Copy out the material below with every "instance" renamed to "occurrence" and nothing else altered. Leave the pictures out.

Dataset records:
***

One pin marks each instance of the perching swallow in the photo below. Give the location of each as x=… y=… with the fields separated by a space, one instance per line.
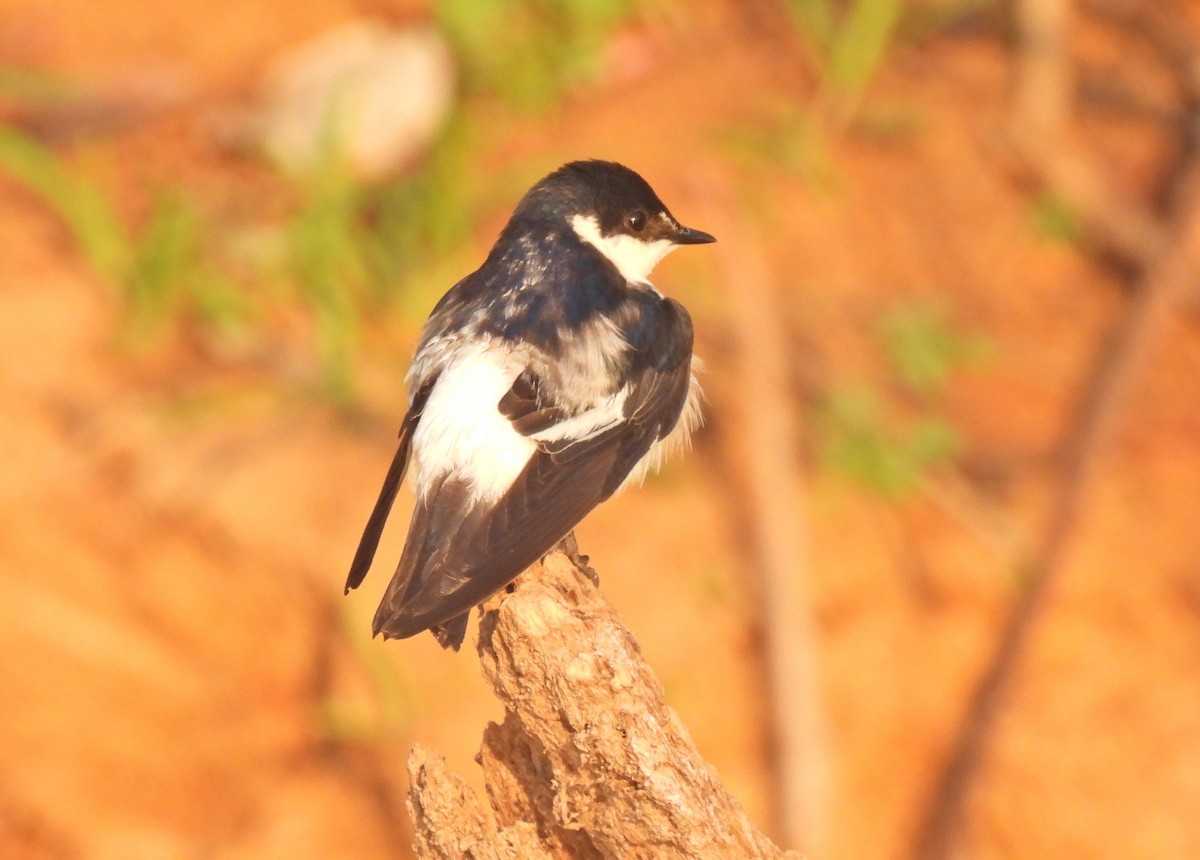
x=544 y=382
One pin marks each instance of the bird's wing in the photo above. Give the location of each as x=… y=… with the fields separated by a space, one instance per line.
x=371 y=534
x=459 y=554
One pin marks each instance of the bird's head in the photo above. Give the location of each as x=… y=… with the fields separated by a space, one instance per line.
x=612 y=209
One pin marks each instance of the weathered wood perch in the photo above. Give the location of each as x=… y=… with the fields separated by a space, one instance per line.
x=589 y=761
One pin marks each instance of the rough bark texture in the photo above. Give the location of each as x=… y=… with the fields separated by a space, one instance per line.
x=589 y=761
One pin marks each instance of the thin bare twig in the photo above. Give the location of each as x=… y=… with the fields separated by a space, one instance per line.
x=1169 y=253
x=769 y=443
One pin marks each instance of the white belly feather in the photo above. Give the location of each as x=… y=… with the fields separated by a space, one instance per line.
x=462 y=432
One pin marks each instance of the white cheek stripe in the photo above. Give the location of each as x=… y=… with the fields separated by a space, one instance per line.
x=634 y=258
x=462 y=432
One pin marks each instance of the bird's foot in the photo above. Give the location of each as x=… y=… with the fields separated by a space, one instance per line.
x=570 y=548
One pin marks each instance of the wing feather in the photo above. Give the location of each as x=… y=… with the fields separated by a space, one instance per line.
x=370 y=541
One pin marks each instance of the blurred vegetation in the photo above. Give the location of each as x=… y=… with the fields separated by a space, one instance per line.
x=847 y=43
x=531 y=52
x=891 y=444
x=347 y=248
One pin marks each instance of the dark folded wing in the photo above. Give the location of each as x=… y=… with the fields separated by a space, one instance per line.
x=373 y=530
x=451 y=565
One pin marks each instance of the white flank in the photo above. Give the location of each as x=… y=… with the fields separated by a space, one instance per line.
x=679 y=435
x=461 y=431
x=634 y=258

***

Task response:
One pin marks each occurrence of the perching swallow in the photo below. Give the location of each as x=… y=… with the fields separated by a space, one occurrence per line.
x=544 y=382
One pin marks each occurrence of the bird's wing in the photo above. Give the location of each as x=… y=… with the fields separated by a space, one occurrence per line.
x=371 y=534
x=459 y=554
One pin marks each occurrence of the bird's head in the photo above. Give the location of each as x=… y=… with the fields separated by a space, one occurrence per line.
x=612 y=209
One pin marks each occurrence of the weathered wood perch in the photo above. Give the location of each as x=… y=… with the fields separated by a space, one occurrence per line.
x=589 y=761
One pin marks each occurrence of the rough bark texture in the photo above. Give the location of each as x=… y=… with the fields separated by a space, one occurrence per line.
x=589 y=761
One pin marks each occurrence of the thin bare twig in the photo above. Give the location of each as x=… y=… with the fields separated by a space, one occurrence per line.
x=1169 y=253
x=769 y=443
One pin marks each occurrence of the white belly feather in the photo above. Give the location of each as x=… y=… with the fields separated by a space, one occurrence per line.
x=462 y=432
One pin marks each occurrence of the white cheek stripe in the photo above. Give the location of each as x=… y=… with the fields separated by a space, one occurrence per line.
x=634 y=258
x=462 y=432
One pin marks each occurrence of the bird's foot in the photo above. Give the location of each as x=… y=… with the fields separated by a space, one occurrence per line.
x=570 y=548
One pin marks each occurrence of the wing feather in the photo above. Give the location of each as x=… y=… with the fields separated by a space, one occurrence per line.
x=370 y=541
One pin marks each occurrence of the blurred vegetation in the photo above. Give the location of each as x=… y=… with the fields separated by a space, one occurrence per line.
x=847 y=43
x=531 y=52
x=891 y=444
x=347 y=248
One pin marks each occurrence of the dark folded wing in the photo above. Give the location of each as x=… y=… with the fields separated by a space, one occurrence per line.
x=373 y=530
x=451 y=565
One pin marks each occurrence of the white flank in the photo above. Give the location of each as x=… y=… with the fields separated by a space, one occurrence per line.
x=679 y=435
x=461 y=431
x=634 y=258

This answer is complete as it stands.